Brano estratto:
^^^^^^^^
Gli appelli per la vaccinazione L’appello a vaccinarsi contro la prossima influenza è già partito da più parti: «Chiediamo l’obbligatorietà della vaccinazione antinfluenzale per i bambini da 6 mesi a 14 anni. Lo chiediamo ora, per settembre-ottobre, quando normalmente viene emanata la circolare ministeriale che indica le fasce interessate», afferma Giuseppe Mele, presidente della Società italiana medici pediatri (Simpe). Si è mossa anche la Federazione nazionale
degli ordini dei medici (Fnomceo), con la proposta — presentata dal presidente Filippo Anelli al ministro della Salute Speranza e al presidente della Conferenza delle Regioni, Stefano Bonaccini — di «estendere gratuitamente la vaccinazione influenzale sin dagli over 55 e migliorare la prevenzione e il monitoraggio del territorio per individuare tempestivamente nuovi focolai Covid». La vaccinazione antinfluenzale gratuita, a oggi, riguarda le persone sopra i 65 anni, i soggetti affetti da malattie croniche e quelli a rischio. La vaccinazione globale non è sconsigliata, ma nemmeno esplicitamente suggerita.
^^^^^^^^
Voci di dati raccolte
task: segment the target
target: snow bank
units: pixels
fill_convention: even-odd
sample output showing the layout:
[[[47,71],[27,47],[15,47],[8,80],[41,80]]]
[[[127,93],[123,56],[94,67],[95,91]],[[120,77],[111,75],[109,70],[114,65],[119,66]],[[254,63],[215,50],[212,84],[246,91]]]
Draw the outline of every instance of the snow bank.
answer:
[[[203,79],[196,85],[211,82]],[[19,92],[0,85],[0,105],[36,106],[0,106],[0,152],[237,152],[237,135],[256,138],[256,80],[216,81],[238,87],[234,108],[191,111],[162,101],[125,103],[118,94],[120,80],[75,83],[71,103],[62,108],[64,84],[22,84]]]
^^^^^^^^
Attività: Elenca tutte le persone citate per nome nel brano sugli appelli per la vaccinazione. I dati non hanno alcun ruolo in questo esercizio.

Soluzione: Giuseppe Mele; Filippo Anelli; Speranza; Stefano Bonaccini.